*** Opening SUPPLIED RECORDS ***

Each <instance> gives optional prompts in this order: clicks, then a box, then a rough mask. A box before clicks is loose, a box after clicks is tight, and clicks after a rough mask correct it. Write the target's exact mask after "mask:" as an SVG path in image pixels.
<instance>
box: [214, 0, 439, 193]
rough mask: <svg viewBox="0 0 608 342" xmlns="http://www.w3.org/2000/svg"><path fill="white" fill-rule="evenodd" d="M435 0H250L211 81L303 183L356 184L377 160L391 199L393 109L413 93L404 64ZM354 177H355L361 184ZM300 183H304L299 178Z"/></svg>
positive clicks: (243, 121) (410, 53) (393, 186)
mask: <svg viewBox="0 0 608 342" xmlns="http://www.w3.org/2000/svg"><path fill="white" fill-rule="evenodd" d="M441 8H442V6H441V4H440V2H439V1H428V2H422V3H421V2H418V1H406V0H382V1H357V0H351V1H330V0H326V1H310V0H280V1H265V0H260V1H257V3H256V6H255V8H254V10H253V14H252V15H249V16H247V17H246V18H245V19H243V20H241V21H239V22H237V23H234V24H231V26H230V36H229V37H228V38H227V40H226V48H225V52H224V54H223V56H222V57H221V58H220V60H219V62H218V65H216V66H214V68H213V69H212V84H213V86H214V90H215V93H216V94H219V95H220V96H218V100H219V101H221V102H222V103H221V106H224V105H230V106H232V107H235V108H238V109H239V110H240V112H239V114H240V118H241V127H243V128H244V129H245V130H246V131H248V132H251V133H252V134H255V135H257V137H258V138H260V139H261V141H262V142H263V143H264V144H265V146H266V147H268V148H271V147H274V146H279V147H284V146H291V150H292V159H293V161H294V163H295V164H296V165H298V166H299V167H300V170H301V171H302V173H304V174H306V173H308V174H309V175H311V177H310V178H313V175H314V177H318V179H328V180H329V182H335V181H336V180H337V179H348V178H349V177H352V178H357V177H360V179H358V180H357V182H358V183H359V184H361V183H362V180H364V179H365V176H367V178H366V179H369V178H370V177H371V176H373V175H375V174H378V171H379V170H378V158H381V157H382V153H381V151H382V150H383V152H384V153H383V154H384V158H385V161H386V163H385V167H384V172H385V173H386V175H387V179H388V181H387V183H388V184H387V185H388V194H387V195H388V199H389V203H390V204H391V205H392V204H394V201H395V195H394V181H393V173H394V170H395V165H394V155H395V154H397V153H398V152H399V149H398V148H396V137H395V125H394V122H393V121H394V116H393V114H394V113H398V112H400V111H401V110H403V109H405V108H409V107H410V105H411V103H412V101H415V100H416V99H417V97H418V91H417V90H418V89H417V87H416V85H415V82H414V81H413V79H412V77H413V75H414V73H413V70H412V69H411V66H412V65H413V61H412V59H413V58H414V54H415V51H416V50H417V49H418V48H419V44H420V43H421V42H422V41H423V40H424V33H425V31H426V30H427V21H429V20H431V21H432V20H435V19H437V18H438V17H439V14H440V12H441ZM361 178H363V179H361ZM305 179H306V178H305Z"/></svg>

*** Closing SUPPLIED RECORDS ***

◆ WHAT YOU HAVE TO DO: Restate all entries above verbatim.

◆ RESULT OF THIS EXERCISE:
Each <instance> gives optional prompts in this order: clicks, then a box, then a rough mask. A box before clicks is loose, a box after clicks is tight, and clicks after a rough mask correct it. Write the target's exact mask after "mask:" as an SVG path in image pixels.
<instance>
box: [214, 0, 439, 193]
rough mask: <svg viewBox="0 0 608 342" xmlns="http://www.w3.org/2000/svg"><path fill="white" fill-rule="evenodd" d="M435 0H250L211 81L303 183L356 184L377 160L391 199L393 109L413 93L404 64ZM354 177H355L361 184ZM300 183H304L299 178Z"/></svg>
positive clicks: (243, 121) (410, 53) (393, 186)
mask: <svg viewBox="0 0 608 342" xmlns="http://www.w3.org/2000/svg"><path fill="white" fill-rule="evenodd" d="M441 8H442V6H441V4H440V2H439V1H428V2H422V3H421V2H418V1H406V0H382V1H357V0H351V1H330V0H326V1H310V0H280V1H265V0H260V1H257V3H256V6H255V8H254V10H253V14H252V15H249V16H247V17H246V18H245V19H243V20H241V21H239V22H237V23H234V24H231V26H230V36H229V37H228V38H227V40H226V48H225V52H224V54H223V56H222V57H221V58H220V60H219V62H218V65H216V66H214V68H213V69H212V84H213V86H214V90H215V93H216V94H219V95H220V96H218V100H219V101H221V102H222V103H221V106H224V105H230V106H232V107H235V108H238V109H239V110H240V112H239V114H240V118H241V127H243V128H244V129H245V130H246V131H248V132H251V133H252V134H255V135H257V137H258V138H260V139H261V141H262V142H263V143H264V144H265V146H266V147H268V148H271V147H274V146H279V147H284V146H291V150H292V159H293V161H294V163H295V164H296V165H298V166H299V167H300V170H301V171H302V173H304V174H306V173H308V174H309V175H311V177H310V178H313V175H314V177H318V179H328V180H329V182H335V181H336V180H337V179H348V178H349V177H352V178H357V177H360V179H358V180H357V182H358V183H359V184H361V183H362V180H364V179H365V176H367V178H366V179H369V178H370V177H371V176H373V175H375V174H378V171H379V170H378V158H381V157H382V153H381V151H382V150H383V152H384V153H383V154H384V158H385V161H386V163H385V167H384V172H385V173H386V175H387V179H388V181H387V183H388V184H387V185H388V194H387V195H388V199H389V203H390V204H391V205H392V204H394V201H395V195H394V181H393V173H394V170H395V165H394V155H395V154H397V153H398V152H399V149H398V148H396V137H395V125H394V122H393V121H394V116H393V114H394V113H398V112H400V111H401V110H403V109H405V108H409V107H410V105H411V103H412V101H415V100H416V99H417V97H418V91H417V90H418V89H417V87H416V85H415V82H414V81H413V79H412V77H413V75H414V73H413V70H412V69H411V66H412V65H413V61H412V59H413V58H414V54H415V51H416V50H417V49H418V48H419V44H420V43H421V42H422V41H423V40H424V33H425V31H426V30H427V21H429V20H431V21H432V20H435V19H437V18H438V17H439V14H440V12H441ZM361 178H363V179H361ZM305 179H306V178H305Z"/></svg>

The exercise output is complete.